* Task to complete
Please work out how many lines in the entries below include the string "concrete", and reply with the number alone.

* Records supplied
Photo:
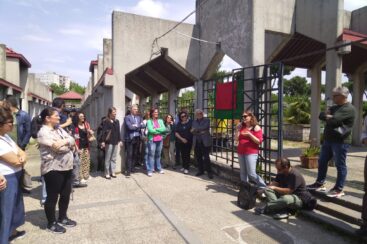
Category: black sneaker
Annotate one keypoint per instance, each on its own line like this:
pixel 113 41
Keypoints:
pixel 281 215
pixel 56 228
pixel 260 209
pixel 316 187
pixel 18 235
pixel 79 185
pixel 67 222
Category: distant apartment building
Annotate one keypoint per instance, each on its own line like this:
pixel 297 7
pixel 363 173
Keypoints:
pixel 53 78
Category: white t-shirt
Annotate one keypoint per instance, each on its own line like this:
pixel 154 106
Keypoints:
pixel 7 145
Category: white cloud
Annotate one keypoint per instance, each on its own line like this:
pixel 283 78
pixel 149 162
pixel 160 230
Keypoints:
pixel 351 5
pixel 35 38
pixel 72 31
pixel 150 8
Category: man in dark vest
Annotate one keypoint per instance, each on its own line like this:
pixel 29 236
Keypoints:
pixel 133 125
pixel 339 120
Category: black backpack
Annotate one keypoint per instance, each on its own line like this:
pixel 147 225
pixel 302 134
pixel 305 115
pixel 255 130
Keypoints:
pixel 247 195
pixel 36 125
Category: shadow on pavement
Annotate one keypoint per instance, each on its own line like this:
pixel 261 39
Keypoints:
pixel 37 218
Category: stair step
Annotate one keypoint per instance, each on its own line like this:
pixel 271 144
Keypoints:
pixel 337 224
pixel 339 211
pixel 347 201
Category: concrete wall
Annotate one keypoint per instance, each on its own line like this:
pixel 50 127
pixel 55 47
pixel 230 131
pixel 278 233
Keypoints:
pixel 228 22
pixel 133 48
pixel 35 86
pixel 2 61
pixel 107 53
pixel 359 20
pixel 320 20
pixel 99 66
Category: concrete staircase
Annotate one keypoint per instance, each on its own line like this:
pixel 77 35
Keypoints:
pixel 341 214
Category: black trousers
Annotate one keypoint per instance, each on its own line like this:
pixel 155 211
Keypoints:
pixel 58 183
pixel 202 157
pixel 364 204
pixel 132 148
pixel 185 149
pixel 177 152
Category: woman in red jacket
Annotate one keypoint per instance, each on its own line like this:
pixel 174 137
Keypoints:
pixel 250 136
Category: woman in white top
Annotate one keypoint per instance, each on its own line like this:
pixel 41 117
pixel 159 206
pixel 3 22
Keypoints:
pixel 56 148
pixel 12 159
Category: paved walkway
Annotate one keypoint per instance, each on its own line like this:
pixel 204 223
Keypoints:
pixel 169 208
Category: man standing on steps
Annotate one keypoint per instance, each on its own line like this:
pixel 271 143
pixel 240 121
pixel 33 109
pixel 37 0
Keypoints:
pixel 363 230
pixel 339 121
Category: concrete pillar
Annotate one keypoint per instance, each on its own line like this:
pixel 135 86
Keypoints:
pixel 333 72
pixel 107 53
pixel 315 74
pixel 358 89
pixel 199 95
pixel 2 61
pixel 172 96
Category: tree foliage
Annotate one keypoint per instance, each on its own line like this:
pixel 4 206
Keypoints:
pixel 297 86
pixel 297 110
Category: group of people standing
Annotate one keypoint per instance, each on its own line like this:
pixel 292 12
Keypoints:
pixel 64 141
pixel 147 139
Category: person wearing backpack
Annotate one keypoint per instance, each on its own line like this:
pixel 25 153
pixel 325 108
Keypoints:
pixel 23 122
pixel 286 193
pixel 101 151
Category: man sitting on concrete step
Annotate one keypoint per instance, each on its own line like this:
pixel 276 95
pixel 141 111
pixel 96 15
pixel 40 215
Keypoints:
pixel 286 193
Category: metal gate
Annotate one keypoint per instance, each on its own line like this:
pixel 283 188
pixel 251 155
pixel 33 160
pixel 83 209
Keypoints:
pixel 263 94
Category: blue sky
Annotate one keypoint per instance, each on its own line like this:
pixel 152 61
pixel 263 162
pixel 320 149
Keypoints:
pixel 65 35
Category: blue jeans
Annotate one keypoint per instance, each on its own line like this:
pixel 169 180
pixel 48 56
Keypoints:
pixel 110 159
pixel 248 169
pixel 154 155
pixel 339 151
pixel 11 207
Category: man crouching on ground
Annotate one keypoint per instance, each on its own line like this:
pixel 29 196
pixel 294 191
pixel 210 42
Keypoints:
pixel 286 193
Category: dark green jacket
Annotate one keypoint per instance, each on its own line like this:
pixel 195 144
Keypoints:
pixel 343 115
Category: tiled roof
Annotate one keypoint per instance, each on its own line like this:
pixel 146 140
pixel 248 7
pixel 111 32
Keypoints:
pixel 91 66
pixel 71 96
pixel 12 54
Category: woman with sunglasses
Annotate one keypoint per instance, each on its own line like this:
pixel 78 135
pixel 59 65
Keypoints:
pixel 250 136
pixel 56 148
pixel 184 139
pixel 12 160
pixel 156 130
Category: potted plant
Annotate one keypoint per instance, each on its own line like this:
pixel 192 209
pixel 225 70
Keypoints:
pixel 310 157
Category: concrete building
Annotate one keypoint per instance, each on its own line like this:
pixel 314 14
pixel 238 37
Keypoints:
pixel 72 99
pixel 301 33
pixel 16 80
pixel 53 78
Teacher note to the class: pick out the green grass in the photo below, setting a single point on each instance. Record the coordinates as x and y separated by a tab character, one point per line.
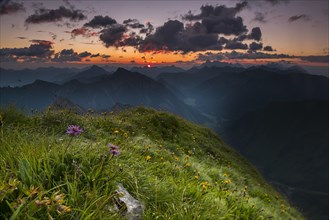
179	170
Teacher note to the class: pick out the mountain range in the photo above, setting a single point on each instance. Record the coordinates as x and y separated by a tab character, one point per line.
276	117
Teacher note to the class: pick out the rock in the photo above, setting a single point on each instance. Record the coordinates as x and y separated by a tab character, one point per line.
127	205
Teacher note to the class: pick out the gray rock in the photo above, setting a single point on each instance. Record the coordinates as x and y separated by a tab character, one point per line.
127	205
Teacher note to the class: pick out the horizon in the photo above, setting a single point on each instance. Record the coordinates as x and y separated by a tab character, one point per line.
184	33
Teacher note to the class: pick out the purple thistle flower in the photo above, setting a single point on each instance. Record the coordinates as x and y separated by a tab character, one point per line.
115	152
113	147
74	130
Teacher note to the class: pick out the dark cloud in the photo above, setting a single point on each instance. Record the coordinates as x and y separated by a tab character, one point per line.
316	59
42	15
100	21
275	2
9	7
94	55
220	19
298	17
69	55
147	30
84	54
268	48
66	55
234	45
39	49
255	46
53	35
132	39
272	2
236	55
84	32
260	17
255	34
133	23
173	36
113	35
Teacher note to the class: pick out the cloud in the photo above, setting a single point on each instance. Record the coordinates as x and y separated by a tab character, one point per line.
220	19
260	17
255	34
237	55
85	54
113	35
100	21
147	30
299	17
69	55
234	45
255	46
173	36
39	50
268	48
275	2
10	7
84	32
202	32
316	59
42	15
272	2
94	55
66	55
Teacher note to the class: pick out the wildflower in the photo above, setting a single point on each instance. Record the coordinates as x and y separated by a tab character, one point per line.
114	150
205	185
227	181
74	130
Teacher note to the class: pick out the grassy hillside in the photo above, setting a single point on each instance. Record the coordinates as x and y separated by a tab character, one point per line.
177	169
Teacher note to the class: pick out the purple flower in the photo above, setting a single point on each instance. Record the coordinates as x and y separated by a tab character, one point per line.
74	130
114	150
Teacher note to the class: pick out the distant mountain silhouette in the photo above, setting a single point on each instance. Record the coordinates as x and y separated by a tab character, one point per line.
16	78
289	143
122	86
231	95
64	103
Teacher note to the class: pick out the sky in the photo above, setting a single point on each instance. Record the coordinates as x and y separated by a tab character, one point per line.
181	33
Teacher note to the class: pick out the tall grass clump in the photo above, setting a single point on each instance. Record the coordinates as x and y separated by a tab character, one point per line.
57	164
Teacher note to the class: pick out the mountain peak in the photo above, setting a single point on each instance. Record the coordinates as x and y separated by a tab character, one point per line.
96	68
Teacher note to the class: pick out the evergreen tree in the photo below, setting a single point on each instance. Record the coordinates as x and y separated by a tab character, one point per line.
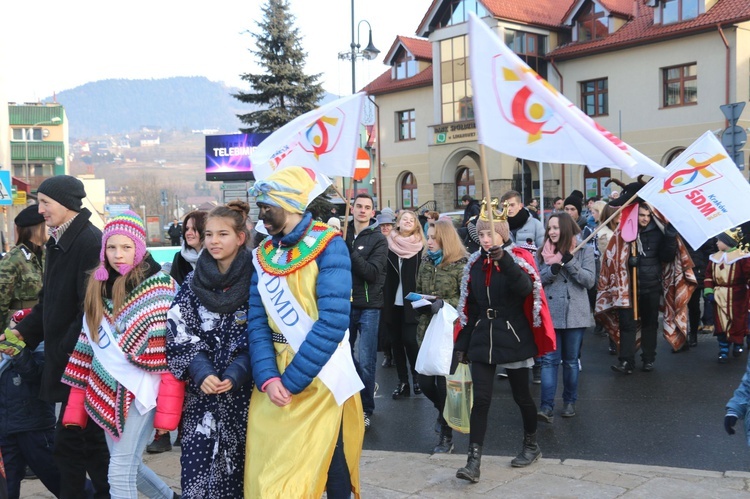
284	89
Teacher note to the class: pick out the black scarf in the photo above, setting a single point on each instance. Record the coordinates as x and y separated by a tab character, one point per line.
515	223
222	293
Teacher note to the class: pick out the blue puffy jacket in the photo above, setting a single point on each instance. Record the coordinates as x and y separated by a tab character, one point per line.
333	290
21	409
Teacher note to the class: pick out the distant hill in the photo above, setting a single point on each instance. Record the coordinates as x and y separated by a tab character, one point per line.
179	103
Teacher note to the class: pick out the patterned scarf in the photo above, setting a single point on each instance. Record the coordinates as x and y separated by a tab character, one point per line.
222	293
404	246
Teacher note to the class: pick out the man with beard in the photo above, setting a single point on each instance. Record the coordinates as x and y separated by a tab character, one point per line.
522	225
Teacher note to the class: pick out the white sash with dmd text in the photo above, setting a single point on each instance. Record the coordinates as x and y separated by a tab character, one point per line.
338	374
144	385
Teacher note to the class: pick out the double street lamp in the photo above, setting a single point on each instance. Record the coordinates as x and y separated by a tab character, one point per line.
52	121
369	52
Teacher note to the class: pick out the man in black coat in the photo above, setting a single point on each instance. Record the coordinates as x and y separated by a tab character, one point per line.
368	249
72	252
471	208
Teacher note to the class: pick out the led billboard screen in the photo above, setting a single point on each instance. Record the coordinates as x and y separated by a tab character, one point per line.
228	156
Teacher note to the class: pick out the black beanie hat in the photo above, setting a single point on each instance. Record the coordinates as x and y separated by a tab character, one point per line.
575	201
29	216
66	190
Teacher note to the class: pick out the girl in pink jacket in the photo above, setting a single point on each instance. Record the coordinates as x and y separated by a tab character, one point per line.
118	370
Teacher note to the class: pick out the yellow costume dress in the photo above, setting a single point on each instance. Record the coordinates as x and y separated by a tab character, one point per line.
289	449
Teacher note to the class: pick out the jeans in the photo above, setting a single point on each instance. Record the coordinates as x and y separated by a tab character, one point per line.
32	448
648	309
363	322
127	473
568	350
339	484
79	452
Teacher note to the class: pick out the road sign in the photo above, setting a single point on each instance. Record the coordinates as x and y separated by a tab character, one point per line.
6	198
19	198
732	111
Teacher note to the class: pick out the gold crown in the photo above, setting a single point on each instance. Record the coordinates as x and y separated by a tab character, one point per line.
497	215
735	234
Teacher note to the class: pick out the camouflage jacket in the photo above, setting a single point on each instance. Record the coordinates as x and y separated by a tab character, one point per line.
443	282
20	281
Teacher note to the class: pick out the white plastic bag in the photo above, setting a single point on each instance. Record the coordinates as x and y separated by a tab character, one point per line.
436	352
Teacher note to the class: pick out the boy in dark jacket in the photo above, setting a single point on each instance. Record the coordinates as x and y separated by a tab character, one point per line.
26	423
368	249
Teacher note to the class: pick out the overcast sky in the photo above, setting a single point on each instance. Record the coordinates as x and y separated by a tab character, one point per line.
49	46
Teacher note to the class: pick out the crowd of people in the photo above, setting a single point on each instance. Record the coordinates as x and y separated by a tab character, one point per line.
261	351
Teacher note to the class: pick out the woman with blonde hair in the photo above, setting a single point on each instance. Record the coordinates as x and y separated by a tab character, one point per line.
118	370
405	245
439	275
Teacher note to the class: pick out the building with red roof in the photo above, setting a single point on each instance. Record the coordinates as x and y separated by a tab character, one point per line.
653	72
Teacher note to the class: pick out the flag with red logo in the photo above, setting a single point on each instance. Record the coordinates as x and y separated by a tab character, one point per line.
521	114
703	192
325	140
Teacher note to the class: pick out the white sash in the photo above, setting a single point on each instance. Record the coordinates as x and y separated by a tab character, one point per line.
144	385
339	373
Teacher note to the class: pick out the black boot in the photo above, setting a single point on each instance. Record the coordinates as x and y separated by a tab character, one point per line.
445	446
530	452
471	470
402	390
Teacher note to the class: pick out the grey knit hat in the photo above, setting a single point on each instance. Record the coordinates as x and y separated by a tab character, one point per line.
66	190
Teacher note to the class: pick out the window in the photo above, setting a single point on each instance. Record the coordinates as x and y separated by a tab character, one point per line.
409	197
680	85
404	66
457	12
592	23
464	184
455	88
407	125
674	11
530	47
595	97
27	134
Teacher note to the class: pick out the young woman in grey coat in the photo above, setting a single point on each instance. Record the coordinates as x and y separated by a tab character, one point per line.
566	278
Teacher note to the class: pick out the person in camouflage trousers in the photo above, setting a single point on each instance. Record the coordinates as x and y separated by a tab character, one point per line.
21	268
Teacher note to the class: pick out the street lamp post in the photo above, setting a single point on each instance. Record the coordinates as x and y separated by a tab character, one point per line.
369	52
52	121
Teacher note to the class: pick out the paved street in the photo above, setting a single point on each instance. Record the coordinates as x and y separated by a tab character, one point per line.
653	434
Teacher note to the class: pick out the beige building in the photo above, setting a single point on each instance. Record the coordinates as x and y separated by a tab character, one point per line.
653	72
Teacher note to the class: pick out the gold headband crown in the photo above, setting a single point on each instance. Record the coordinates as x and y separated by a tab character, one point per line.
497	215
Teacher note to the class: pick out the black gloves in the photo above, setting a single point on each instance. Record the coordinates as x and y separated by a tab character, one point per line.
436	306
729	421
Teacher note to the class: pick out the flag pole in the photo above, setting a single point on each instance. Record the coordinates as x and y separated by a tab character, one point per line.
346	210
602	224
486	184
541	193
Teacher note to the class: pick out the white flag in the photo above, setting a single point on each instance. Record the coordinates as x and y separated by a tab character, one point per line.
521	114
703	192
325	140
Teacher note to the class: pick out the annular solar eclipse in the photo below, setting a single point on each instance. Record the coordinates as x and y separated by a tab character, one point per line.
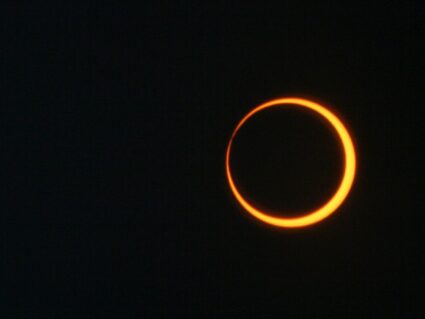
332	204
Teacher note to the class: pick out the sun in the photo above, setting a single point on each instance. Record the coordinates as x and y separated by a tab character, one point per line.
343	189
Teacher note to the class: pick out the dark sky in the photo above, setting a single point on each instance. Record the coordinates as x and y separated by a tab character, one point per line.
116	119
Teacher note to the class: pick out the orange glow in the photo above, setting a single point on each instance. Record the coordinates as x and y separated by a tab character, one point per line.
346	182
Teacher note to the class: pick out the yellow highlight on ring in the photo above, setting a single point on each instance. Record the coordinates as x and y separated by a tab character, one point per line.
347	180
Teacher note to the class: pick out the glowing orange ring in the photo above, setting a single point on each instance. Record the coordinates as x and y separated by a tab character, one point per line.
347	180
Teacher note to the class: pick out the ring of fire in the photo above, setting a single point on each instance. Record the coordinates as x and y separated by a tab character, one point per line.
344	187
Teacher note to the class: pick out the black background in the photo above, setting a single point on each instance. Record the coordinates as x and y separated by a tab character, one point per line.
116	119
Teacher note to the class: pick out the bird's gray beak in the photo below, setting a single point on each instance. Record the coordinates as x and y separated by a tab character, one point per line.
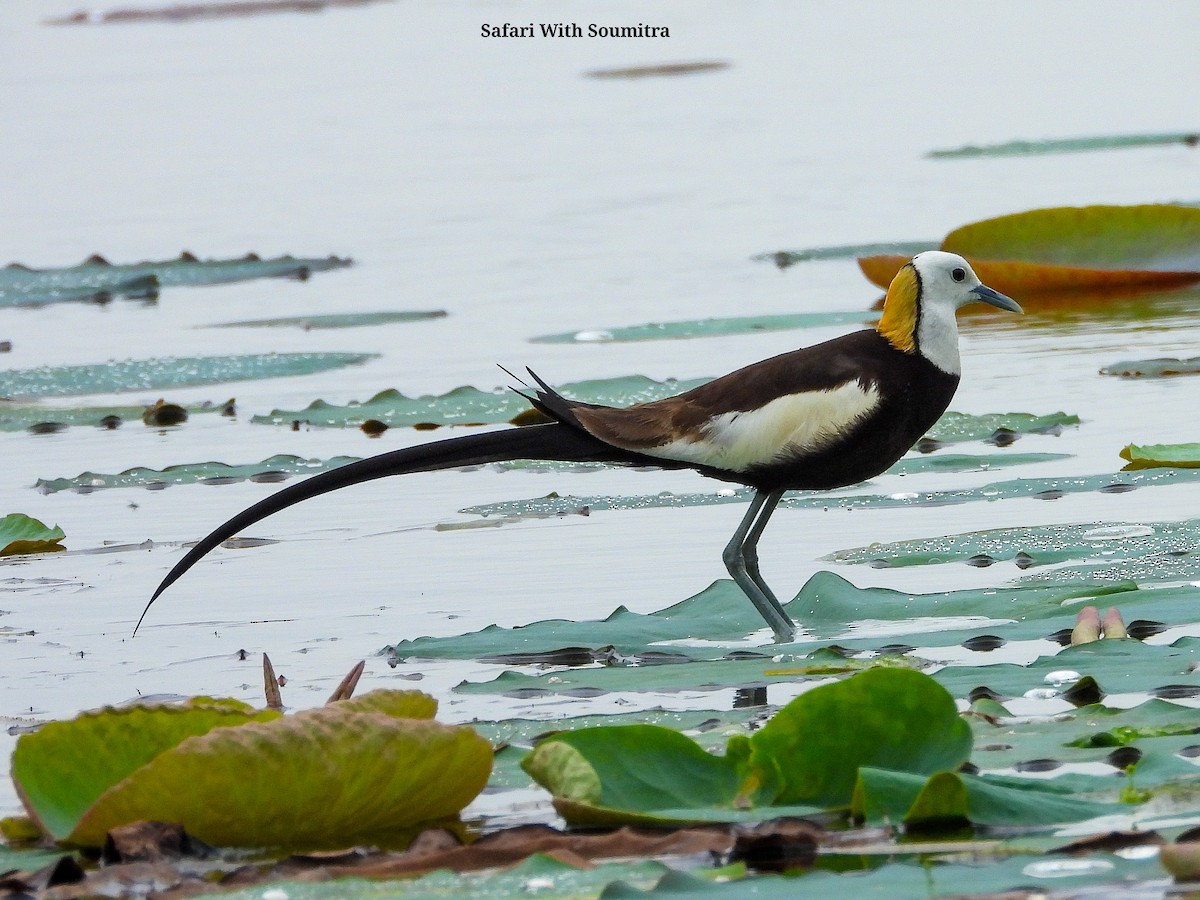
985	294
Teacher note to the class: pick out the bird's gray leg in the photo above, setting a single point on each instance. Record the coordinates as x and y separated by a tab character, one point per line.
741	558
750	545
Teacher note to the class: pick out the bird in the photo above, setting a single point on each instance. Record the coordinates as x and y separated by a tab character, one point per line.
814	419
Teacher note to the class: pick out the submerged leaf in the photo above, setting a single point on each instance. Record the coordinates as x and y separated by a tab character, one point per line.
273	468
1162	455
469	406
1067	145
784	258
99	280
163	372
808	755
19	417
337	319
23	534
1161	367
706	328
1073	249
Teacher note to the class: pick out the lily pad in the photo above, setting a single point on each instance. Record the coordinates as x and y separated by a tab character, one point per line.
469	406
1161	455
918	802
96	279
22	534
321	779
1161	367
63	768
809	753
717	622
1073	249
339	319
165	372
1066	145
1036	545
365	768
274	468
706	328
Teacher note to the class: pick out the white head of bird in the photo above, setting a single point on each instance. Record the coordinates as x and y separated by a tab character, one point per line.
922	301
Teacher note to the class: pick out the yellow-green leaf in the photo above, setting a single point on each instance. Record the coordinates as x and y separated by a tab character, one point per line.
322	779
23	534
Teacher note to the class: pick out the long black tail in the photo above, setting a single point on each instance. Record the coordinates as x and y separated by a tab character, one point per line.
534	442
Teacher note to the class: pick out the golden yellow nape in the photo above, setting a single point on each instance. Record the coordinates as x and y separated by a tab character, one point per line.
899	319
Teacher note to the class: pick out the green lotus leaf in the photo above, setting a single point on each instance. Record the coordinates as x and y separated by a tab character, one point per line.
321	779
947	797
1073	249
23	534
633	768
539	875
337	319
64	767
883	718
784	258
807	756
163	372
96	279
1161	455
1161	238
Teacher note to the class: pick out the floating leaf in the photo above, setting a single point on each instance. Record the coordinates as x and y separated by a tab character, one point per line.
1041	545
22	534
809	754
99	280
1161	367
168	372
706	328
1161	455
883	718
903	797
325	778
63	768
274	468
19	417
340	319
468	406
1066	145
1073	249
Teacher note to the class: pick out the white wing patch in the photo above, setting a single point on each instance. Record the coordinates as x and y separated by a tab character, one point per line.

* Solution to the problem
5